* **Письменное задание**:
Перечислите, пожалуйста, все английские слова из отрывка о внешности и манерах, которыми описаны качества, обязательные и для светского джентльмена, и для светской дамы. Рядом с каждым укажите его русский перевод из текста.

* **Фрагмент страницы**:

• • • • • • •

Внешность и манеры
Что же представляли собой те самые пресловутые «countenance» – «манеры», которых, как мы знаем, не всегда хватало Джейн, но которым она придавала большое значение?
Для того чтобы описать их, англичане XIX века использовали специальный лексикон. Светский джентльмен или светская дама должны были быть: handsome – красивыми, статными, любезными, обходительными – весь краткий свод светских достоинств в одном слове, и good-humoured – доброго нрава, sensible – разумными, lively – живыми, общительными.
Мужчинам предписывалось быть gentelmen-like – обладать манерами джентльмена. Джейн Остин описывает «манеры джентльмена» так: «so much easy, with such perfect good breeding» – «он держится совсем просто, и вместе с тем чувствуется хорошее воспитание».
В женщинах ценилась способность быть fine – утонченными, pleasing – приятными, charming – очаровательными, не возбранялось быть an air of decided fashion – одетыми по последней моде.

• • • • • • •

Строки с указанием названных объектов
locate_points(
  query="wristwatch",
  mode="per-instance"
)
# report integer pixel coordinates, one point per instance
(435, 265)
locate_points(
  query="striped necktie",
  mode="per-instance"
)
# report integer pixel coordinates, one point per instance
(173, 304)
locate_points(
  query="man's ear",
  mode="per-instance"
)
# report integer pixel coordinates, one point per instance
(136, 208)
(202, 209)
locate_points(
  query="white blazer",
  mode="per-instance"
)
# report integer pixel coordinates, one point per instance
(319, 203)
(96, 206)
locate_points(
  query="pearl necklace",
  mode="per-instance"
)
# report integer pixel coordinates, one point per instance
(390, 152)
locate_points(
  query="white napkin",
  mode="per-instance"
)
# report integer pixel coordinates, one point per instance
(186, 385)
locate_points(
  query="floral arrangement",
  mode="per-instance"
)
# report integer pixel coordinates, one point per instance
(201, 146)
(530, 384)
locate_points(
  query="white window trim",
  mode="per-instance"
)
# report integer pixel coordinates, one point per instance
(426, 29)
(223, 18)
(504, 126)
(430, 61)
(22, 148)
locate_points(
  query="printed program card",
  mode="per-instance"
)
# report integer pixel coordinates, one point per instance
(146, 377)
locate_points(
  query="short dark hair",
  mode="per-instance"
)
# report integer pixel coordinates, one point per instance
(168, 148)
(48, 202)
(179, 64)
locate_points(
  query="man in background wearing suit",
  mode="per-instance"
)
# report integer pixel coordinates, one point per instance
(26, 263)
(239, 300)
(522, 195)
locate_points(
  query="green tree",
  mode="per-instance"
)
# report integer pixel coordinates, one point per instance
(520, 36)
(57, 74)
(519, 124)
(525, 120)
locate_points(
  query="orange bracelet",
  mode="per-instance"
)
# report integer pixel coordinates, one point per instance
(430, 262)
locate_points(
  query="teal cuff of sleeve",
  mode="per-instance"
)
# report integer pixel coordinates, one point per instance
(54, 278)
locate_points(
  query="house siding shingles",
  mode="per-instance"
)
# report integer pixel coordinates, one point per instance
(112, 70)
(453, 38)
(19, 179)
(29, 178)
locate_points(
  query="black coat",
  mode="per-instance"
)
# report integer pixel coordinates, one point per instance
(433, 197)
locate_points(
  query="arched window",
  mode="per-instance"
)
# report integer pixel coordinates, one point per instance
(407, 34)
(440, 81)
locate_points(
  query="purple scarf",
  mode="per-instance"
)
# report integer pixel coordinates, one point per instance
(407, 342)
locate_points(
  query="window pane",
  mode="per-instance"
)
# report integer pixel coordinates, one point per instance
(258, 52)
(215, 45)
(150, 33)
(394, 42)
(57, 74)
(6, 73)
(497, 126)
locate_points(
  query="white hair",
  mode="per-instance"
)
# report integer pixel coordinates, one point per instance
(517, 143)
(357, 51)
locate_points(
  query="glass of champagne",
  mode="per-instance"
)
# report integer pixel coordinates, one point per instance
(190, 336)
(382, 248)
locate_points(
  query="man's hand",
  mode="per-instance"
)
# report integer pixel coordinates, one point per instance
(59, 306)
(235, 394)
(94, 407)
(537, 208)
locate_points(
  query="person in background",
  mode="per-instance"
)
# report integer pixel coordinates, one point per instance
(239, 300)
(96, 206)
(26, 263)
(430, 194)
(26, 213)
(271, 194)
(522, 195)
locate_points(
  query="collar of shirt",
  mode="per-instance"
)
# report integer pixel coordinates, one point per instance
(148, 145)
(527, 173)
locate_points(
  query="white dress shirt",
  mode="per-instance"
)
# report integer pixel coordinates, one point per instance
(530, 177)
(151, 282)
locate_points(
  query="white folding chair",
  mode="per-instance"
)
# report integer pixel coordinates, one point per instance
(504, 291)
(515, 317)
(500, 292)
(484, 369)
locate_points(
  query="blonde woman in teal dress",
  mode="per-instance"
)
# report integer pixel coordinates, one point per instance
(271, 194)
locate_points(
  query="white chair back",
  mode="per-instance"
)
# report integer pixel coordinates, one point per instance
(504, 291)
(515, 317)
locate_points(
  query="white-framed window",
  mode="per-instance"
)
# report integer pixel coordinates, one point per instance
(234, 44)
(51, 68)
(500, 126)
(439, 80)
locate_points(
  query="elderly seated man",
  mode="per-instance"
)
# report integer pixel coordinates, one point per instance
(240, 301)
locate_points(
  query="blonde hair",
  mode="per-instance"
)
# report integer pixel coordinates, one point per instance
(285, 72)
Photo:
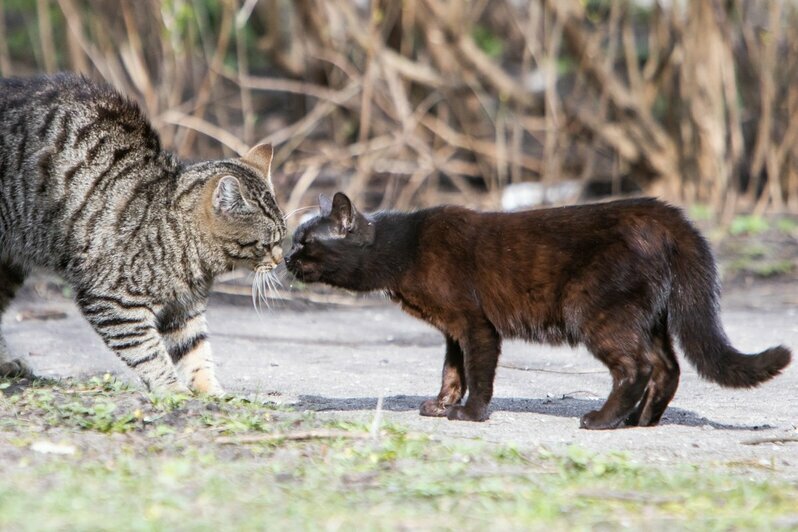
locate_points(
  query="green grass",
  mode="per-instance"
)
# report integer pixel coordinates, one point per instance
(149, 464)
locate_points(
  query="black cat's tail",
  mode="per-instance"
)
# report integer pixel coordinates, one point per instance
(694, 318)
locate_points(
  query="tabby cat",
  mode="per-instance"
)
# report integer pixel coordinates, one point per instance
(621, 278)
(87, 191)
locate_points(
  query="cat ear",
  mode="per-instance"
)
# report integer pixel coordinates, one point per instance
(325, 205)
(228, 198)
(343, 211)
(261, 158)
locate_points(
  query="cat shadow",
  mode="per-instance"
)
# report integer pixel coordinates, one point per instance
(560, 407)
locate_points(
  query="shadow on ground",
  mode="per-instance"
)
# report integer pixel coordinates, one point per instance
(565, 407)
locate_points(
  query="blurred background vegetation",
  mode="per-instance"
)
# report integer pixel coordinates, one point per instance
(483, 102)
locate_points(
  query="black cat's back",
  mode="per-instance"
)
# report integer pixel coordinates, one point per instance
(625, 278)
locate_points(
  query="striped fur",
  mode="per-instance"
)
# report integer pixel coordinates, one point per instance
(87, 191)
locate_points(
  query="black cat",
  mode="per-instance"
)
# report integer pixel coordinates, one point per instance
(621, 278)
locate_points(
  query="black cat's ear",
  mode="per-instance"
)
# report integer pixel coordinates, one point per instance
(261, 158)
(343, 211)
(325, 205)
(228, 197)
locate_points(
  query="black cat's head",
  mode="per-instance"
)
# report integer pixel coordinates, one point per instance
(330, 247)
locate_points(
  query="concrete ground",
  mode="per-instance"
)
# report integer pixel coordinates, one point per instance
(338, 360)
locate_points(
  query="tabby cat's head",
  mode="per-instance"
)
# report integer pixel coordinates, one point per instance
(328, 248)
(241, 214)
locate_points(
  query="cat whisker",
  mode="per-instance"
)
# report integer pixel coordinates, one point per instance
(299, 209)
(255, 291)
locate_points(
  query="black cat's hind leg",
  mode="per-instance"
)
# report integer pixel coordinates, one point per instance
(453, 382)
(663, 382)
(624, 353)
(481, 346)
(11, 279)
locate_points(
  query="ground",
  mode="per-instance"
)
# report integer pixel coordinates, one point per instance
(330, 394)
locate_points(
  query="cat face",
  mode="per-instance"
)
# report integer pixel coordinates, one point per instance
(245, 220)
(328, 248)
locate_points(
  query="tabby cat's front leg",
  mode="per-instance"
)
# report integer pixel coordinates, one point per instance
(129, 329)
(185, 332)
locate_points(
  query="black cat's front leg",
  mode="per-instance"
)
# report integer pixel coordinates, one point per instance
(482, 346)
(453, 385)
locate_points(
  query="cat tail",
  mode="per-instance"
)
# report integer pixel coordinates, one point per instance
(694, 317)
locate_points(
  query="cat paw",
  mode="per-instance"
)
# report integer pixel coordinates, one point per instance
(633, 420)
(15, 369)
(595, 421)
(433, 408)
(463, 413)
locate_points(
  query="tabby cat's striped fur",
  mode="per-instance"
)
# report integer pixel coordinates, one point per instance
(87, 191)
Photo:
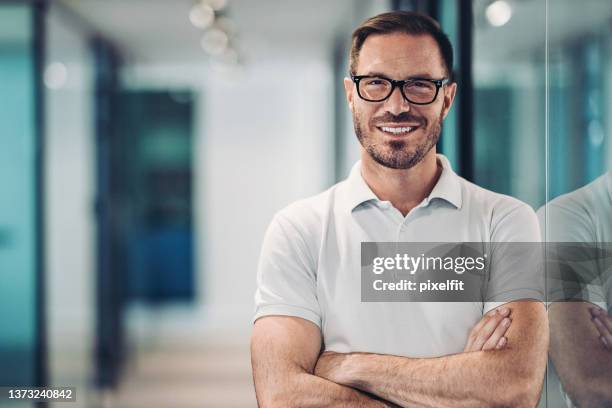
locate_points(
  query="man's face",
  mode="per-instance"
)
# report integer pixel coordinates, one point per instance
(399, 56)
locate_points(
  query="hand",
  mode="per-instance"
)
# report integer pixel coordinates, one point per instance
(603, 323)
(488, 334)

• • • • • • •

* **Решение задачи**:
- handsome: красивыми, статными, любезными, обходительными
- good-humoured: доброго нрава
- sensible: разумными
- lively: живыми, общительными